● **Provided material**
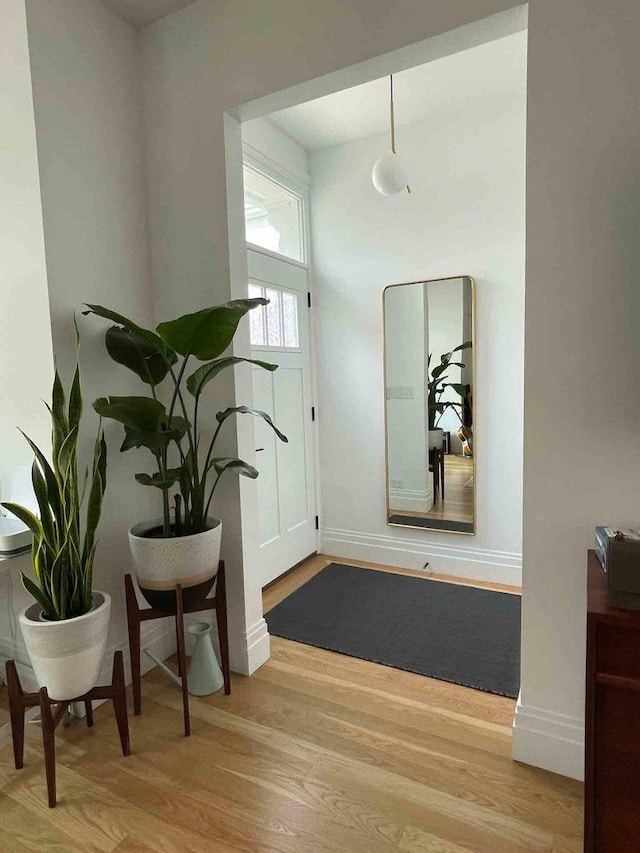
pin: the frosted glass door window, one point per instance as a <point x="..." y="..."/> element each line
<point x="275" y="324"/>
<point x="273" y="215"/>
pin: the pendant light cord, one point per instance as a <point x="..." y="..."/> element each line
<point x="393" y="123"/>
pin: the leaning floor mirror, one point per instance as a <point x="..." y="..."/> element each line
<point x="429" y="393"/>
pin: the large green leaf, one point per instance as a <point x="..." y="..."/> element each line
<point x="25" y="516"/>
<point x="457" y="387"/>
<point x="203" y="375"/>
<point x="235" y="466"/>
<point x="142" y="414"/>
<point x="34" y="590"/>
<point x="53" y="491"/>
<point x="128" y="348"/>
<point x="150" y="337"/>
<point x="67" y="453"/>
<point x="206" y="334"/>
<point x="160" y="480"/>
<point x="167" y="432"/>
<point x="75" y="400"/>
<point x="40" y="491"/>
<point x="245" y="410"/>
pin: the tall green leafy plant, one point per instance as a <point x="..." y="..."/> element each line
<point x="437" y="386"/>
<point x="172" y="430"/>
<point x="64" y="544"/>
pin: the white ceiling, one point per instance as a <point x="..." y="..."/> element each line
<point x="494" y="69"/>
<point x="143" y="12"/>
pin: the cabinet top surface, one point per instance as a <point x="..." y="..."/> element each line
<point x="597" y="604"/>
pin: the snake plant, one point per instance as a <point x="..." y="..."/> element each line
<point x="172" y="431"/>
<point x="64" y="544"/>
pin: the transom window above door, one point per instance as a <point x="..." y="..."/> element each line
<point x="273" y="215"/>
<point x="274" y="325"/>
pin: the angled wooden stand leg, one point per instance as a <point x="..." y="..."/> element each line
<point x="182" y="660"/>
<point x="221" y="618"/>
<point x="49" y="744"/>
<point x="137" y="615"/>
<point x="133" y="627"/>
<point x="16" y="710"/>
<point x="52" y="712"/>
<point x="120" y="702"/>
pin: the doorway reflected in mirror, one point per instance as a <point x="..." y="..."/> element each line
<point x="429" y="394"/>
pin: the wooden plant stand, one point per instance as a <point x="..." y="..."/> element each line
<point x="137" y="615"/>
<point x="53" y="710"/>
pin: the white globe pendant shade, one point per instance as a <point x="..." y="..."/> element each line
<point x="389" y="174"/>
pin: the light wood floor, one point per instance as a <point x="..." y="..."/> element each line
<point x="315" y="752"/>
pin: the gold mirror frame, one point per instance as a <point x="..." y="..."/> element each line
<point x="472" y="282"/>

● **Task requirements**
Format every line in the rows above as a numbered list, skipping blank lines. Leave the pictures out.

● **Answer in full**
1. pin: the frosted glass door window, one point per instance as a <point x="..." y="..."/> element each line
2. <point x="275" y="324"/>
3. <point x="273" y="215"/>
4. pin: the pendant light cord, one point per instance as a <point x="..." y="..."/> element each line
5. <point x="393" y="123"/>
6. pin: the leaning floor mirror, one point per instance as a <point x="..." y="..."/> element each line
7. <point x="429" y="393"/>
8. pin: the large green leaf, one point per instance as a <point x="..." y="..."/> element each line
9. <point x="25" y="516"/>
10. <point x="457" y="387"/>
11. <point x="203" y="375"/>
12. <point x="235" y="466"/>
13. <point x="142" y="414"/>
14. <point x="34" y="590"/>
15. <point x="53" y="491"/>
16. <point x="128" y="348"/>
17. <point x="150" y="337"/>
18. <point x="67" y="453"/>
19. <point x="206" y="334"/>
20. <point x="160" y="480"/>
21. <point x="167" y="432"/>
22. <point x="75" y="400"/>
23. <point x="40" y="491"/>
24. <point x="245" y="410"/>
25. pin: the tall green leafy plant, one point per instance as a <point x="..." y="..."/> element each line
26. <point x="437" y="386"/>
27. <point x="172" y="430"/>
28. <point x="64" y="544"/>
29. pin: the white ceiling, one point per instance as a <point x="..." y="..."/> element each line
30. <point x="494" y="69"/>
31. <point x="143" y="12"/>
32. pin: the cabinet top surface, one point per instance as a <point x="..." y="..."/> element each line
33. <point x="597" y="604"/>
34. pin: the snake plant, one point per instance as a <point x="..." y="..."/> element each line
35. <point x="172" y="431"/>
36. <point x="64" y="544"/>
37. pin: the transom window above door, one point per instance as a <point x="..." y="..."/> element each line
38. <point x="273" y="215"/>
39. <point x="274" y="325"/>
40. pin: the angled wooden stand leg, one point per instance as a <point x="..." y="..."/> element each line
41. <point x="182" y="660"/>
42. <point x="221" y="618"/>
43. <point x="49" y="744"/>
44. <point x="137" y="615"/>
45. <point x="133" y="627"/>
46. <point x="16" y="710"/>
47. <point x="52" y="712"/>
48. <point x="120" y="702"/>
49. pin: the doorway reflected in mirror, one point per instance as a <point x="..." y="..."/> element each line
50. <point x="429" y="394"/>
51. pin: the wooden plant stand, one point per instance as a <point x="..." y="..."/> element each line
52. <point x="137" y="615"/>
53. <point x="53" y="710"/>
54. pin: the white globe pendant shade, one point per instance as a <point x="..." y="..."/> element each line
55. <point x="389" y="174"/>
56. pin: the light wood floor, one point per instance as a <point x="..." y="..."/> element each line
57. <point x="315" y="752"/>
58. pin: the gold mirror frame, one point per instance as a <point x="..." y="..."/> element each line
59. <point x="472" y="282"/>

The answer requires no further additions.